Alors que l’information durant le mois de décembre 2019 était totalement focalisée sur la grève contre la réforme des retraites, l'Institut Paris Region a publié une intéressante “note rapide” ( https://www.institutparisregion.fr/nos-travaux/publications/les-impacts-energetiques-et-spatiaux-des-data-centers-sur-les-territoires.html ) sur un sujet moins brûlant mais pourtant très préoccupant et structurant pour la vie dans les territoires à savoir le développement des Data centers ou centre de données. Malheureusement passé sous silence -tout comme la note- ce phénomène est le fait de quelques très puissants acteurs mondiaux -Gafam en tête- qui, vu la croissance de l’univers numérique, ont besoin de toujours plus de puissance et d’espace pour capter, stocker, analyser, “raffiner”, utiliser ce qui est communément appelé l’or noir du XXIème siècle à savoir la donnée.
Or, cette soif de puissance et d’espace n’est pas sans conséquence en termes énergétique, écologique, foncier et d’urbanisme. C’est ce que démontre Cécile Diguet, urbaniste et Fanny Lopez, enseignante-chercheuse en histoire de l’architecture et de l’urbanisme, des techniques et de l’environnement, les auteures de cette “note rapide”.
Flou, anonyme, masqué
Comme toute activité industrielle, les centres de données sont en effet gourmands en énergie électrique (celle de la seconde révolution industrielle sans laquelle ils ne pourraient exister…). Mais gourmands à quel point ? La “note rapide” fait état de divers chiffres et sources existants sur le sujet au niveau mondial dont une étude issue du centre de R&D de Huawei à Stockholm : le secteur du numérique consommait 7% de l’électricité produite en 2013, les centres de données en représentant 2% soit tout de même 420TWh (un réacteur nucléaire a généralement une production annuelle de 7 Twh). Les projections de cette même étude pour 2030 font grimper à 51% de l’électricité mondiale (scénario du pire) la part consommée par le numérique.
Pour la France la note fait mention d’une étude de l’association négaWatt qui estime que le secteur du numérique consomme 8,5% de l’électricité du pays dont 2% pour les centres de données. Toutefois il n’existe pas de projections pour la France des données au niveau mondial.
Ce flou relatif est bien entendu préjudiciable à l’appréhension précise du problème mais la tendance est bien à la hausse de la consommation électrique du secteur du numérique tout comme celle de ses émissions de CO2. L’aspect écologique n’est donc pas moins préoccupant : “le secteur numérique dans sa globalité augmente ses émissions de CO2 de 8 % par an, alors qu’il devrait les diminuer de 5 % par an pour que l’augmentation des températures planétaires puisse rester sous 1,5° en 2030”, rappelle les auteures de la note.

* _Matériel présenté_

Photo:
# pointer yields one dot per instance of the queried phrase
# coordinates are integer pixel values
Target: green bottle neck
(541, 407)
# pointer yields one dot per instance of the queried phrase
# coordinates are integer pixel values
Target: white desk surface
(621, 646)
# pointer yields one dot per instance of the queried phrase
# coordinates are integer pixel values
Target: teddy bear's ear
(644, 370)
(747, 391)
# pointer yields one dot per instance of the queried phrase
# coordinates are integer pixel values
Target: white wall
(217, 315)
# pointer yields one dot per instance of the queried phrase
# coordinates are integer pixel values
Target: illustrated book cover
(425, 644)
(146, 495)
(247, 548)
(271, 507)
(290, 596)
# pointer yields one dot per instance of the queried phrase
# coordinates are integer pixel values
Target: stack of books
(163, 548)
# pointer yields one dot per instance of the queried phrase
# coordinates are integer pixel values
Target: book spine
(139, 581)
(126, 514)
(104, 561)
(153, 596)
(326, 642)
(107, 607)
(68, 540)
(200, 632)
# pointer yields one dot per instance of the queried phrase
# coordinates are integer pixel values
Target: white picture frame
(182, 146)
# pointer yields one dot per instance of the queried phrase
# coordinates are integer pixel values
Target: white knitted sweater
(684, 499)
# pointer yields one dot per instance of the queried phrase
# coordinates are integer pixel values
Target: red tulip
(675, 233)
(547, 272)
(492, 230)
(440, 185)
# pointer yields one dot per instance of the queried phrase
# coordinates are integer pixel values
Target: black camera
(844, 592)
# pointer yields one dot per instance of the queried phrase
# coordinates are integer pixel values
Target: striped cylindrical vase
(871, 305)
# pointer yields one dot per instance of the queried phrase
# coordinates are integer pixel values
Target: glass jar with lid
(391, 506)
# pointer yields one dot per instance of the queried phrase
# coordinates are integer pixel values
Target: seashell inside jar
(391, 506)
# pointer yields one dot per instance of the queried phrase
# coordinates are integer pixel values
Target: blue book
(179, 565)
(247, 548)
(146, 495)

* _Consignes de l'exercice_
1 - Énumérez les domaines dans lesquels, d'après le texte sur les centres de données, la soif de puissance et d'espace a des conséquences.
2 - Mettez à jour le passage du texte sur les centres de données compris entre « Flou, anonyme, masqué » et « par le numérique. » inclus, en remplaçant « Stockholm » par « Shenzhen ».

* _Réponses dans l'ordre_
1 -
- énergétique
- écologique
- foncier
- urbanisme

2 -
Flou, anonyme, masqué
Comme toute activité industrielle, les centres de données sont en effet gourmands en énergie électrique (celle de la seconde révolution industrielle sans laquelle ils ne pourraient exister…). Mais gourmands à quel point ? La “note rapide” fait état de divers chiffres et sources existants sur le sujet au niveau mondial dont une étude issue du centre de R&D de Huawei à Shenzhen : le secteur du numérique consommait 7% de l’électricité produite en 2013, les centres de données en représentant 2% soit tout de même 420TWh (un réacteur nucléaire a généralement une production annuelle de 7 Twh). Les projections de cette même étude pour 2030 font grimper à 51% de l’électricité mondiale (scénario du pire) la part consommée par le numérique.